**Given task:** Repeat the entries below exactly as they appear, with no pictures.

**Data for this exercise:**

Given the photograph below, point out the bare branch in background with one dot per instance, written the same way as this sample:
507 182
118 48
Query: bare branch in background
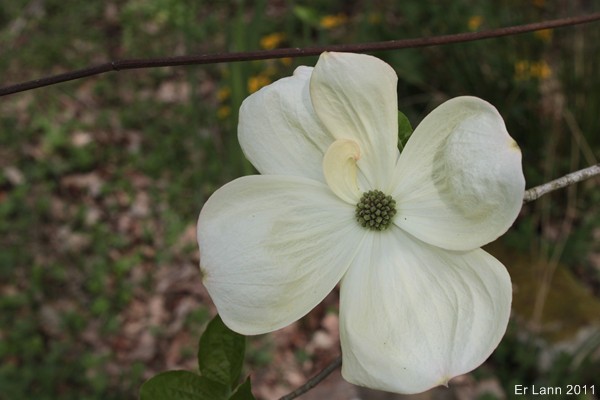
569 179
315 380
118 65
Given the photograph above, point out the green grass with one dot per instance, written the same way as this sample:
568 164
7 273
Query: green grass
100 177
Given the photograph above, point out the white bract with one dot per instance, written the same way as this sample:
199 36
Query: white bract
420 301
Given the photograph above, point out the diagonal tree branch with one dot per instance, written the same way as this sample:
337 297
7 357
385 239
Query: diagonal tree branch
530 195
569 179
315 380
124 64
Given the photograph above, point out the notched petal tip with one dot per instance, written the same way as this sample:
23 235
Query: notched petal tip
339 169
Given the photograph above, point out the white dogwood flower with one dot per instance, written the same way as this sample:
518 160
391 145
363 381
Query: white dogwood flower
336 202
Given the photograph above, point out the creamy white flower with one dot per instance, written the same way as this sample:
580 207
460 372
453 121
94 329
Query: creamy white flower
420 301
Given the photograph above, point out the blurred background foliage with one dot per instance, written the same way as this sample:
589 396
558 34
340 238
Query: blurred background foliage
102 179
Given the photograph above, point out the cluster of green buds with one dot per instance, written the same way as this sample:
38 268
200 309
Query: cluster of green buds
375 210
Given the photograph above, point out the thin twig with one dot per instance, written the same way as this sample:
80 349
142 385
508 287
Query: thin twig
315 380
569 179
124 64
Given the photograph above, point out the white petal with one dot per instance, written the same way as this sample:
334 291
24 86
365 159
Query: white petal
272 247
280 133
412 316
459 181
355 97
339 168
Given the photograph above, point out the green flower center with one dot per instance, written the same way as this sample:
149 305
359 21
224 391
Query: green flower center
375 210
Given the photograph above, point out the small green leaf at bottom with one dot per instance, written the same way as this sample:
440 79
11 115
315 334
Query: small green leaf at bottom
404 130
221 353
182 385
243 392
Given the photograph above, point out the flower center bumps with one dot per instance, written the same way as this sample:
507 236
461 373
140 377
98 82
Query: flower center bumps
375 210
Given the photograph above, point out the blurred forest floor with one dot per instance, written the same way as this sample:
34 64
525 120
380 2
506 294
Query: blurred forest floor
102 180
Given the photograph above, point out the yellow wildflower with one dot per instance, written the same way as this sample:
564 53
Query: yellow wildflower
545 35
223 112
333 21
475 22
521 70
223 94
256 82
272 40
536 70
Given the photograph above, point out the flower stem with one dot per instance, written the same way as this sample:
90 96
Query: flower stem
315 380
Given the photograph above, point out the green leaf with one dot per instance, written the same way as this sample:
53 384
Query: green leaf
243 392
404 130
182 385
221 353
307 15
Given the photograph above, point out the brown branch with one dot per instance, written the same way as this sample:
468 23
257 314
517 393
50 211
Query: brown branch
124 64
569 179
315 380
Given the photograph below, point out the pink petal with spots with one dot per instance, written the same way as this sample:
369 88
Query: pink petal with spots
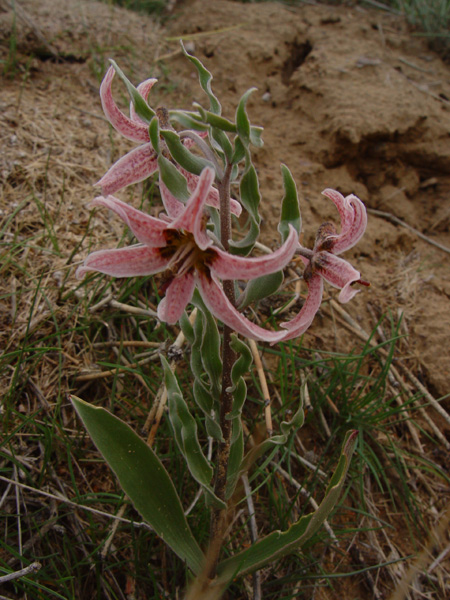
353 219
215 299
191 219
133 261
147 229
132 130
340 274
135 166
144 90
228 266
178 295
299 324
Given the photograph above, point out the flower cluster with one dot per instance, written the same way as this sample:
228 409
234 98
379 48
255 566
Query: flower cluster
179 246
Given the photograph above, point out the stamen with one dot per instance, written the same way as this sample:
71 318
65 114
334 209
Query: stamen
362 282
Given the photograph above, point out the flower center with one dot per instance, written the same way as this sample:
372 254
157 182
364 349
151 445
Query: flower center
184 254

**Solution for this exercise:**
Given the photograph below, point out the bare branch in background with one dot per instance, written the same way as this sample:
507 182
118 48
Query: bare branch in background
569 179
315 380
118 65
Given the photograph above, point out the green grass with one dot per instance, written the same way as this sample:
568 164
7 273
Query: green grass
100 177
Given the photograph above, point out the white bract with one dot per instance, written the same way as this sample:
199 36
Query: white bract
420 301
Given the photograph above, point out the diagonal tree branch with one dot per instance, written the same way as this sample:
337 297
7 357
385 239
Query: diagonal tree branch
530 195
569 179
315 380
124 64
Given the photograph above, point out the notched petal tip with one dot per instance, written the same way as this sample:
23 235
Query: notched petal tip
339 169
Given the photograph above, point out the white dogwood flower with one dot per instance, written the same way as this sample:
518 160
391 145
363 381
Query: white dogwood flower
336 202
Given the photograph above, point out the creamy white flower with one dot per instance, written the same way as this sample:
580 207
460 372
453 121
94 329
Query: creamy white flower
420 301
Given the photograph above, point out the blurred background foliage with one dot per instance, written the same way as this sample:
589 396
558 34
340 238
Query: blurred background foliage
102 179
Given the photograph above, point out the cluster of green buds with one dot per instance, written the same way as this sample:
38 268
200 309
Query: cluster of green buds
375 210
Given the photograph above, point out the thin twig with one dot per instance, written the same way as this sample:
80 349
142 385
508 287
Query: thin twig
315 380
569 179
124 64
Given the photograph above, point out the white petal with one dot per instance, written the same way as this sample:
334 291
24 86
365 159
Query: white petal
272 247
280 133
412 316
459 181
355 97
339 168
Given the photograph above, point out the green flower center with one dot per instance, written the same way as this sample:
149 305
359 21
224 391
Query: green flower center
375 210
Given the photograph above, point out the small green leaf at bottom with one dot per instance, written the same way as this sample:
440 79
11 115
315 334
Query: small green leaf at bottom
404 130
221 353
182 385
243 392
Given the photograph above, point out the flower center bumps with one dot per instance, written the same way as this sample:
507 236
461 373
140 377
98 82
Query: flower center bumps
375 210
Given the photograph above, point out the blurred forest floor with one dot per instance, written the same way as this sample:
34 64
525 120
380 2
506 294
Query: blurred forest floor
102 180
Given the photograph above, point out the yellow wildflower with one dot per instance, written the same way as this sample:
564 53
Query: yellow wildflower
545 35
223 112
333 21
475 22
521 70
223 94
256 82
272 40
536 70
Given the photograph above, point out the flower stem with one dot per instance, written the same way as this sample:
90 96
Query: flower stem
315 380
Given the photograph above, point out the green leaf with one dot per instance, written the same way as this sample:
53 384
Query: green leaf
243 392
404 130
182 385
221 353
307 15
Given the photograph above, point out the brown branch with one dot per instance, written the same way as this sample:
468 23
257 314
517 393
50 211
Query: brown branch
124 64
569 179
315 380
Given the photograph below, point out the pink petal with spots with one dot per instance, written the same way as this sample:
369 88
Query: pink petal with spots
353 219
215 299
191 219
133 261
147 229
132 130
340 274
135 166
144 90
228 266
178 295
299 324
Given the photograph above, point out the flower cluster with one dot per instance, written the same way as this sample:
228 409
234 98
379 48
255 566
Query: flower cluster
179 246
Given the photograph above, point out the stamen with one dot per instance, written the same way as this sample:
71 318
65 114
334 209
Query: stamen
362 282
Given the photograph above, point out the flower center with one dot per instance, written the same way as this sample:
372 254
157 182
364 349
151 445
Query: flower center
184 254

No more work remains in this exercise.